- **GIVEN TASK 1**
List every action that the passage on driving in Costa Rica names as part of the best way to get to Eldorado.
- **GIVEN TASK 2**
Continue the passage on driving in Costa Rica from where it stops.

Driving in Costa Rica is kind of like a potluck dinner. No, I am not trying to make a pun on the word "pothole", although God knows we saw quite a number of them (and our car knows we did NOT see quite a number of them as well). It's just that no matter how many maps you use, you never quite know where you are and which way you are going. So you just go with the flow and hope that someone in the caravan knows where they are going. Road maps are basically free hand drawings whose shapes are determined more by the artist's notion of what would be a visually pleasing curve rather than by the actual topography. Road signs are rare, weathered and often located behind opulent tropical bushes. Eventually we learned that the best way to get to, say, Eldorado was to slow down, roll down the window and holler at the nearest non bandido looking stranger: "Por favor, Eldorado?", while vividly gesticulating in the perceived Eldorado direction.

- **EXTRACTED ENTRIES**
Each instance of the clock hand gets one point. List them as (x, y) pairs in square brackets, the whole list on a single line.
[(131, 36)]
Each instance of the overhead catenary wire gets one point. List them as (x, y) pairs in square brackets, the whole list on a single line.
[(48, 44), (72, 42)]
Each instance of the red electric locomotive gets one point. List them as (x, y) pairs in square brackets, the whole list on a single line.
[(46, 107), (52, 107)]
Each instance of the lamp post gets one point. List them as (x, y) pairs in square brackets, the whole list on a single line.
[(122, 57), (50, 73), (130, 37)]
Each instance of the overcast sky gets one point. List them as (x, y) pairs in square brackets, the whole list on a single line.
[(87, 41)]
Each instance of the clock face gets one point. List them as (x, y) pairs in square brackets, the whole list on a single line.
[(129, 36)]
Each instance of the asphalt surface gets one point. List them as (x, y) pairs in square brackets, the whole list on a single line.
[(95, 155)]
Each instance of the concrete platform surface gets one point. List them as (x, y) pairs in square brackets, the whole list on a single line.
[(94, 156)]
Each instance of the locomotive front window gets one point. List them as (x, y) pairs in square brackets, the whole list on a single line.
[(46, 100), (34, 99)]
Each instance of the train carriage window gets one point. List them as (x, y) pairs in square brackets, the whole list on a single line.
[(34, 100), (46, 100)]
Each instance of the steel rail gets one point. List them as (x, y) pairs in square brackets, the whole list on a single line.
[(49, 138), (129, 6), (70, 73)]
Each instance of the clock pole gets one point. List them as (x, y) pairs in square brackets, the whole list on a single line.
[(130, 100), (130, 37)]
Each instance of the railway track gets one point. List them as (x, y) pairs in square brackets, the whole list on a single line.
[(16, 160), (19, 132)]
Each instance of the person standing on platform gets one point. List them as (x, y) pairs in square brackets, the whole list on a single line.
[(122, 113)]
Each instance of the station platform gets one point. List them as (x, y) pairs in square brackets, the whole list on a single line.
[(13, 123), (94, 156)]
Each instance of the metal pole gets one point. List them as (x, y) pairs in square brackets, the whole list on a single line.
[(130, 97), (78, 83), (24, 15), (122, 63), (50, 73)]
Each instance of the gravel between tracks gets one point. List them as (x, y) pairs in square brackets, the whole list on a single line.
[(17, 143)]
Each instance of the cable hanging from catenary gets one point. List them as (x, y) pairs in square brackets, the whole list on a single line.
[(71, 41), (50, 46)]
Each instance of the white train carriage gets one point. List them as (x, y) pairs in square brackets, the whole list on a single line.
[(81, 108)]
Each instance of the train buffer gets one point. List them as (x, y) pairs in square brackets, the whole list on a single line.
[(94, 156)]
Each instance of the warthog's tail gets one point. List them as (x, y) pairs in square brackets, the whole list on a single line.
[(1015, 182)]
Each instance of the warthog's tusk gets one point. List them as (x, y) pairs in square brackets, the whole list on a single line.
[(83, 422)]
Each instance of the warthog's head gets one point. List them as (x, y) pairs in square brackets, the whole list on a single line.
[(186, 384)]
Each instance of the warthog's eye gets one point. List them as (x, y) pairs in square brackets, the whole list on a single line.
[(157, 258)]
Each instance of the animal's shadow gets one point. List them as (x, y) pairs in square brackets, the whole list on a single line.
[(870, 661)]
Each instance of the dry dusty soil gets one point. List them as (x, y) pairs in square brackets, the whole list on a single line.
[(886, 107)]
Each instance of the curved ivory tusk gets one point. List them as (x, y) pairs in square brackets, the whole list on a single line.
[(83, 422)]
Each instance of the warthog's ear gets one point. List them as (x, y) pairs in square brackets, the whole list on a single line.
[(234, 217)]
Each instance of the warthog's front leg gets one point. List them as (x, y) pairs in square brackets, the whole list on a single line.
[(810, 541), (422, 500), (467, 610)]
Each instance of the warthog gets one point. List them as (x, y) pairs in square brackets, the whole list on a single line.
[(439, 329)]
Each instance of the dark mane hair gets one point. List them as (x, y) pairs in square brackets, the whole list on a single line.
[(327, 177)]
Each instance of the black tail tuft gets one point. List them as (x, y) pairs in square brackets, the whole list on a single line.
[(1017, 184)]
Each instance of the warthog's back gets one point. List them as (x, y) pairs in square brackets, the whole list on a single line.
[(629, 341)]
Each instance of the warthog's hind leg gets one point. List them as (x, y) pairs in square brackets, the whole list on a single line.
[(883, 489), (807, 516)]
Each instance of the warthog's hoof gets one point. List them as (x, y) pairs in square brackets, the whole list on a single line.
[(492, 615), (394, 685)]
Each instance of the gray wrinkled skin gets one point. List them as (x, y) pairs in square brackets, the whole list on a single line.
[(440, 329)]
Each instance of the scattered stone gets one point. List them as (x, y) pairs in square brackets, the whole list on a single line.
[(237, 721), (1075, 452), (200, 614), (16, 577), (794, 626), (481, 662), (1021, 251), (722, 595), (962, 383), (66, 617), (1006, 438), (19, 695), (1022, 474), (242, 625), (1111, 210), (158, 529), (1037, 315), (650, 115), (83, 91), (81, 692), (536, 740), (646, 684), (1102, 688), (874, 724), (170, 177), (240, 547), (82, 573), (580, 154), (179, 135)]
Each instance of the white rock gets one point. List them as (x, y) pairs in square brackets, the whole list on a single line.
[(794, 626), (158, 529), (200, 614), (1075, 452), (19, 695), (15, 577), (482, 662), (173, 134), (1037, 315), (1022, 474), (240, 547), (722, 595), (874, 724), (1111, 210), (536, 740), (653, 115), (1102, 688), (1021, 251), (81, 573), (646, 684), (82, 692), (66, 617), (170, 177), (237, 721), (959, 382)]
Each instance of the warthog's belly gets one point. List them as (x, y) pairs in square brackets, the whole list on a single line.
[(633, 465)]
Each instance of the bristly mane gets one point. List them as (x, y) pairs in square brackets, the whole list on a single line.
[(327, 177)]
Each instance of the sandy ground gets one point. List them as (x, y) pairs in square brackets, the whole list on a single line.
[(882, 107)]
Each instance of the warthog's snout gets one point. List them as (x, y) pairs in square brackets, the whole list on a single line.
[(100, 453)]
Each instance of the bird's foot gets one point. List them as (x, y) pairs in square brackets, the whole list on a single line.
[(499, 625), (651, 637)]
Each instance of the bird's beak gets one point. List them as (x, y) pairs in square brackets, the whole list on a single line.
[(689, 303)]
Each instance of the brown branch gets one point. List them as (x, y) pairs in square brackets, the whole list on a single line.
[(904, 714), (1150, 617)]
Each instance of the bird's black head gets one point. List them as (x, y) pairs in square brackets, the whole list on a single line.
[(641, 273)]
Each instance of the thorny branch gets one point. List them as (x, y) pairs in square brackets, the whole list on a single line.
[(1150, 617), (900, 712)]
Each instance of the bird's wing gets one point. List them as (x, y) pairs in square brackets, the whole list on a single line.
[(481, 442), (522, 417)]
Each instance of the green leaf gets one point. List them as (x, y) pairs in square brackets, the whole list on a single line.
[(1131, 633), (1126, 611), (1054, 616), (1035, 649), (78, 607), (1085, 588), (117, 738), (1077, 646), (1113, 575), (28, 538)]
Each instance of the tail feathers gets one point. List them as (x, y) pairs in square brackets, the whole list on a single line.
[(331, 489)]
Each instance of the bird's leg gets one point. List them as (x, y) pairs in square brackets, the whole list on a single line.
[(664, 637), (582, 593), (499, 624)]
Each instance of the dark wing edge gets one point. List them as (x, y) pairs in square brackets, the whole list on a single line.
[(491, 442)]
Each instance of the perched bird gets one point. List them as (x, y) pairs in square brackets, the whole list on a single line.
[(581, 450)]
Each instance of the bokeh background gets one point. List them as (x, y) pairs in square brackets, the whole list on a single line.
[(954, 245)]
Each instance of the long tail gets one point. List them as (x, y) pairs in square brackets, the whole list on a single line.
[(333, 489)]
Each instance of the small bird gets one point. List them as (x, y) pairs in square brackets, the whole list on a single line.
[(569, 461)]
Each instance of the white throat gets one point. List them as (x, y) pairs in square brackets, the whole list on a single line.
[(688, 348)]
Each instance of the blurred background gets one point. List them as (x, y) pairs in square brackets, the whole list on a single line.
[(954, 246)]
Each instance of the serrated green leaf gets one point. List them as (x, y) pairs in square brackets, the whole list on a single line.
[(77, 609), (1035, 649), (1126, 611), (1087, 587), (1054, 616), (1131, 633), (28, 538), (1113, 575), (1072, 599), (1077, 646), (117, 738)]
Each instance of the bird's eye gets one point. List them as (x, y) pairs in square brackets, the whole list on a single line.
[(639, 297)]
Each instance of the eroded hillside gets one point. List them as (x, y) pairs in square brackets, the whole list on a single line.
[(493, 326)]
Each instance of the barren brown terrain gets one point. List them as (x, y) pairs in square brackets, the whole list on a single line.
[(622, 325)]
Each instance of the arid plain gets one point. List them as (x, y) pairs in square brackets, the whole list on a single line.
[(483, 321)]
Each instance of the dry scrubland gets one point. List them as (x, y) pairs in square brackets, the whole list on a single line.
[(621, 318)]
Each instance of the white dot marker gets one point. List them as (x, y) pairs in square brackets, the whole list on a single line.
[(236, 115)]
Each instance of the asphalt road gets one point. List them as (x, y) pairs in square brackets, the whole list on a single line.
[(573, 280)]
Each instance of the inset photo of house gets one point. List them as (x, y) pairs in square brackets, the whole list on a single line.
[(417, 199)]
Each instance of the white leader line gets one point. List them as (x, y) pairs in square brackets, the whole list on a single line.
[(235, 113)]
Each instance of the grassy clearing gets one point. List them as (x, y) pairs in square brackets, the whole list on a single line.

- **EXERCISE ANSWER 1**
- Slow down.
- Roll down the window.
- Holler "Por favor, Eldorado?" at the nearest stranger who doesn't look like a bandido.
- Gesture vividly in the direction you think Eldorado lies.

- **EXERCISE ANSWER 2**
Acknowledgment:

Due to a glitch at the Hertz agency, our originally booked car was given away, and we had to make do with a little Toyota Yaris from a neighboring agency. The apparent doyen of the Budget park which we got had 80,000 km on its odometer to begin with. And let me stress that 80,000 km on Costa Rican roads and unroads is roughly equivalent to 6.7 light years on US highways. This veteran of rough roading rarely started on the first attempt - it usually needed two to three, but sometimes five and a well meant curse to boot. On more than one occasion it also sprayed my precious flip flops with unspecified engine liquid. It did not have any hubcaps, and, in general, felt rather worn. Yet, despite all of this, it faithfully took us wherever our whims commanded - which was often well off the beaten (and asphalted) path. It may have coughed, it may have clanked, it may have wheezed, it may have rattled, it may have clattered, it may have panted, it may have jolted, but at the end it carried us to where we wanted to be and never really betrayed us. For this little miracle we would like to thank the following deities: Tenoxitlan, Cabrakan, Ekehuah, Gukumatz, Kukulkan, Quetzalcoatl, Itzamna, Ahmakiq, Huracan, Camazotz, Tezcatlipochtli, Huitzilopochtli, Chalchiuhtotolin, Atlatonan, Chalchiuhtotolin, Chicomecoatl, Coyolxauhqui, Macuilcozcacuauhtli, Oxomoco, Tepoztecatl, Tloquenahuaque, Xochiquetzal, Yacatecuhtli, Tlahuizcalpantecuhtli, Ixtlilton and Atlaua. Nice job, guys!